_EXERCISE AIM_: The expected output is every entry below, exact in every character.

_MATERIALS PROVIDED_:
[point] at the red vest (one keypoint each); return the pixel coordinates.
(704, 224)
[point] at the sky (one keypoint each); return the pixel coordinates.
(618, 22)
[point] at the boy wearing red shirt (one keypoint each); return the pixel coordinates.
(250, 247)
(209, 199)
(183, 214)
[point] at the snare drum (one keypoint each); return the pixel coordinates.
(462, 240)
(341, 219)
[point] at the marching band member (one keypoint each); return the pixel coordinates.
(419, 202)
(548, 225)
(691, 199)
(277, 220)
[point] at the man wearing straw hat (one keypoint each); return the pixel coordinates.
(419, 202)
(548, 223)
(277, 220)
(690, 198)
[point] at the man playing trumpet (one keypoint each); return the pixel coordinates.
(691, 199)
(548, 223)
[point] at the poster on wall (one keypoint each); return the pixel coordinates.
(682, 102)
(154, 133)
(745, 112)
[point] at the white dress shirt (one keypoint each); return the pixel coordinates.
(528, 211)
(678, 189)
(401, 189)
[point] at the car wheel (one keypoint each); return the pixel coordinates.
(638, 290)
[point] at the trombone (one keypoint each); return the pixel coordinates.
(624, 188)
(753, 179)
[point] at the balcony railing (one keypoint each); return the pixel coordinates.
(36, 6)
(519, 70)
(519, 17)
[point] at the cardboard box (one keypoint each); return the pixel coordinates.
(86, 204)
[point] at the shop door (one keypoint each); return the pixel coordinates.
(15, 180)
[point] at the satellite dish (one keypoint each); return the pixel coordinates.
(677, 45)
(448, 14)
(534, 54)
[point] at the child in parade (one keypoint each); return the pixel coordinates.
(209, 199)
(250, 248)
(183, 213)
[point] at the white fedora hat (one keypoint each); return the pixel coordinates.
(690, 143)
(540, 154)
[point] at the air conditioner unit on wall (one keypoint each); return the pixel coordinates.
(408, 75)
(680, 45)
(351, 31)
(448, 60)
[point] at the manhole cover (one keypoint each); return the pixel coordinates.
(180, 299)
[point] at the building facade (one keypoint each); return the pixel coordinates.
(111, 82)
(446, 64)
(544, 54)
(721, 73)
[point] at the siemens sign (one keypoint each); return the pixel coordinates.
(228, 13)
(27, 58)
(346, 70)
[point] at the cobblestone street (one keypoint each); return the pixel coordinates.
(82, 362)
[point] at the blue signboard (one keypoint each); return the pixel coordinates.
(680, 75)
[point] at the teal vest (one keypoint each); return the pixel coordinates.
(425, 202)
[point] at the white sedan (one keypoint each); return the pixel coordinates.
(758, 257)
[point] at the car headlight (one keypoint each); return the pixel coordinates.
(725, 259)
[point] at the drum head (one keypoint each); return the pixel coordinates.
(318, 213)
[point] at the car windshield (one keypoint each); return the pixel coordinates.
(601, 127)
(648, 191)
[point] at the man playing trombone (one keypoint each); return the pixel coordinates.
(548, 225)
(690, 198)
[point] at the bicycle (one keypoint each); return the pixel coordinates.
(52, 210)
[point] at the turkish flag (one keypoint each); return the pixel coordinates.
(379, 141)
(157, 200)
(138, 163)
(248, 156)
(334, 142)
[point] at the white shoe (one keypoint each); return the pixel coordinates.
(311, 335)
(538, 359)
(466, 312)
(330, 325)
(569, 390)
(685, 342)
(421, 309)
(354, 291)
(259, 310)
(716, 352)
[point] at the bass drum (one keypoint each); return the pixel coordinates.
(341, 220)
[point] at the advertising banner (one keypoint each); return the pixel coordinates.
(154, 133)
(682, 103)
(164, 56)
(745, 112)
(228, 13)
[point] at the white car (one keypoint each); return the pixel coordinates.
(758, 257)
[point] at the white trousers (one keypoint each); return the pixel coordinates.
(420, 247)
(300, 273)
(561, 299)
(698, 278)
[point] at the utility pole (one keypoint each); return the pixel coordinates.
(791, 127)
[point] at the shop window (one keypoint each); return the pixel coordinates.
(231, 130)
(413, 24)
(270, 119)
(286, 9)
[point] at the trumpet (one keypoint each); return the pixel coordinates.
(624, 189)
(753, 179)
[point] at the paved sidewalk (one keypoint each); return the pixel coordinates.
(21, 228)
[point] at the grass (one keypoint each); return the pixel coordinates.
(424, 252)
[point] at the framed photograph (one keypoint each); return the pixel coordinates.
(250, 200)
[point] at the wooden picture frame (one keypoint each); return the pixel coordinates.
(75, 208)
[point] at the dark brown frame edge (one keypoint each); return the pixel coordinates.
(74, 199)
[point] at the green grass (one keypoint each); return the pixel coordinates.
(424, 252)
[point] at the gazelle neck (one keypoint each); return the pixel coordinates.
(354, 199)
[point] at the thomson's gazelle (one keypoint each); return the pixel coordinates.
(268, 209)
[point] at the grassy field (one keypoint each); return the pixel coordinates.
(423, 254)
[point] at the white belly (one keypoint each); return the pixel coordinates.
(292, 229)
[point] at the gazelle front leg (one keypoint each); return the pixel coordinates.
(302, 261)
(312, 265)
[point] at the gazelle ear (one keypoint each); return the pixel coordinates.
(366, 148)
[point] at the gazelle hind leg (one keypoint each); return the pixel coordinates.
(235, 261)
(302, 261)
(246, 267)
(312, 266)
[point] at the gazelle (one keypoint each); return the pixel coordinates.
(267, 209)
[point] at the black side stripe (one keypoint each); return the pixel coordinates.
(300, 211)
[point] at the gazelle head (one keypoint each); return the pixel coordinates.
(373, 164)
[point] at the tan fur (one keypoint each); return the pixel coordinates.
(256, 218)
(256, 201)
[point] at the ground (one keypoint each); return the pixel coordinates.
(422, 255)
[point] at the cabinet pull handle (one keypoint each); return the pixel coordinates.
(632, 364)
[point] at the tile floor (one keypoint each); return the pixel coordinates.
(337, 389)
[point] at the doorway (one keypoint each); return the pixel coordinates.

_RESPONSE_:
[point] at the red vest (one keypoint each); return the pixel coordinates.
(704, 224)
[point] at the sky (one keypoint each); return the pixel coordinates.
(618, 22)
[point] at the boy wearing red shirt (one keypoint each); return the pixel coordinates.
(250, 247)
(209, 199)
(183, 214)
[point] at the snare drum (one keypoint each); return the pixel coordinates.
(462, 240)
(341, 219)
[point] at the marching band member (one keypoint each); return the pixel coordinates.
(419, 202)
(548, 225)
(691, 199)
(277, 220)
[point] at the man wearing straw hat (one keypoint each); return the pixel coordinates.
(419, 202)
(548, 223)
(277, 220)
(690, 198)
[point] at the man playing trumpet (one keypoint each); return the pixel coordinates.
(691, 199)
(548, 223)
[point] at the poster on wall (one keypoint each); return the pixel coordinates.
(682, 102)
(154, 133)
(745, 112)
[point] at the white dress shirt (one keypoint each); return the pixel coordinates.
(528, 211)
(678, 189)
(401, 189)
[point] at the car wheel (one keypoint each); return the pixel coordinates.
(638, 290)
[point] at the trombone (one keypoint each); return the pixel coordinates.
(624, 188)
(753, 179)
[point] at the balcony railing (one keypoint each); return the pixel coordinates.
(36, 6)
(519, 70)
(519, 17)
[point] at the cardboard box (one keypoint each); return the pixel coordinates.
(86, 204)
[point] at the shop door (one keypoint each); return the pixel coordinates.
(15, 180)
[point] at the satellite dish (one keypoint each); return the pixel coordinates.
(677, 45)
(448, 14)
(534, 54)
[point] at the child in parade (one keypoint each); return the pixel coordinates.
(209, 199)
(250, 248)
(183, 213)
[point] at the white fedora hat (one keypoint each); return the pixel coordinates.
(690, 143)
(540, 154)
[point] at the air conditioner unit on wall (one keypoint each); return the pixel coordinates.
(408, 75)
(680, 45)
(351, 31)
(448, 60)
[point] at the manhole cover (one keypoint each); return the pixel coordinates.
(180, 299)
[point] at the building facade (one keypoint each); return the pixel coordinates.
(111, 82)
(446, 64)
(544, 54)
(721, 73)
[point] at the siemens sign (one keypoint each); return the pixel coordinates.
(228, 13)
(27, 58)
(346, 70)
[point] at the cobblestone street (one keypoint each); return the pixel coordinates.
(82, 362)
[point] at the blue signboard (one keypoint each); return the pixel coordinates.
(680, 75)
[point] at the teal vest (one keypoint each); return the pixel coordinates.
(425, 202)
[point] at the white sedan (one keypoint each); return the pixel coordinates.
(758, 257)
[point] at the car headlight (one keypoint each); return the pixel coordinates.
(725, 259)
[point] at the drum head (one keypoint each); return the pixel coordinates.
(318, 213)
[point] at the car windshield (one keypoint each); return the pixel coordinates.
(601, 127)
(648, 191)
[point] at the man playing trombone (one keypoint each); return the pixel coordinates.
(548, 225)
(690, 198)
[point] at the bicycle (one keypoint each); return the pixel coordinates.
(52, 210)
[point] at the turkish flag (one keypoint each); return the pixel coordinates.
(379, 141)
(157, 200)
(138, 163)
(248, 156)
(334, 142)
[point] at the white shoe (one keypoint each); return the pixel coordinates.
(311, 335)
(538, 359)
(466, 312)
(330, 325)
(569, 390)
(685, 342)
(421, 309)
(354, 291)
(259, 310)
(716, 352)
[point] at the bass drum (one keypoint each); return the pixel coordinates.
(341, 220)
[point] at the advertising banner (one keypoint each); return the pixel coordinates.
(154, 133)
(682, 103)
(164, 56)
(745, 112)
(228, 13)
[point] at the white car (one keypoint each); return the pixel coordinates.
(758, 257)
[point] at the white trousers (one keypoint each); return the pixel coordinates.
(420, 247)
(300, 273)
(561, 299)
(698, 278)
[point] at the utility pole (one keypoint each); return the pixel coordinates.
(791, 127)
[point] at the shop window (one keypoint each); return the pixel coordinates.
(231, 130)
(413, 24)
(270, 119)
(286, 9)
[point] at the trumpet (one keypoint each); return the pixel coordinates.
(624, 189)
(753, 179)
[point] at the paved sidewalk (one keypoint each); return the pixel coordinates.
(21, 228)
[point] at the grass (one keypoint each); return the pixel coordinates.
(424, 252)
[point] at the framed photograph (one keypoint each); return the pixel coordinates.
(250, 200)
[point] at the wooden picture frame (one keypoint each); return the pixel coordinates.
(75, 208)
[point] at the dark brown frame edge (one keypoint each); return the pixel coordinates.
(74, 199)
[point] at the green grass (one keypoint each); return the pixel coordinates.
(424, 252)
[point] at the gazelle neck (one keypoint each); return the pixel coordinates.
(354, 199)
[point] at the thomson's gazelle (one keypoint each); return the pixel coordinates.
(268, 209)
[point] at the grassy field (one keypoint each); return the pixel coordinates.
(423, 254)
[point] at the white belly (one keypoint each); return the pixel coordinates.
(292, 229)
[point] at the gazelle front leg (one keypoint each); return the pixel coordinates.
(302, 261)
(312, 265)
[point] at the gazelle ear (one keypoint each); return the pixel coordinates.
(366, 148)
[point] at the gazelle hind leg (one keypoint each); return the pixel coordinates.
(235, 261)
(302, 261)
(246, 267)
(312, 266)
[point] at the gazelle (one keypoint each); return the pixel coordinates.
(267, 209)
[point] at the black side stripe (one keypoint each); return the pixel coordinates.
(300, 211)
[point] at the gazelle head (one keypoint each); return the pixel coordinates.
(373, 164)
[point] at the tan fur (one keypoint each); return the pixel coordinates.
(256, 218)
(256, 201)
[point] at the ground (one keypoint each); return the pixel coordinates.
(422, 255)
[point] at the cabinet pull handle (one keypoint each); return the pixel coordinates.
(632, 364)
[point] at the tile floor (one keypoint each); return the pixel coordinates.
(337, 389)
[point] at the doorway (one keypoint each); return the pixel coordinates.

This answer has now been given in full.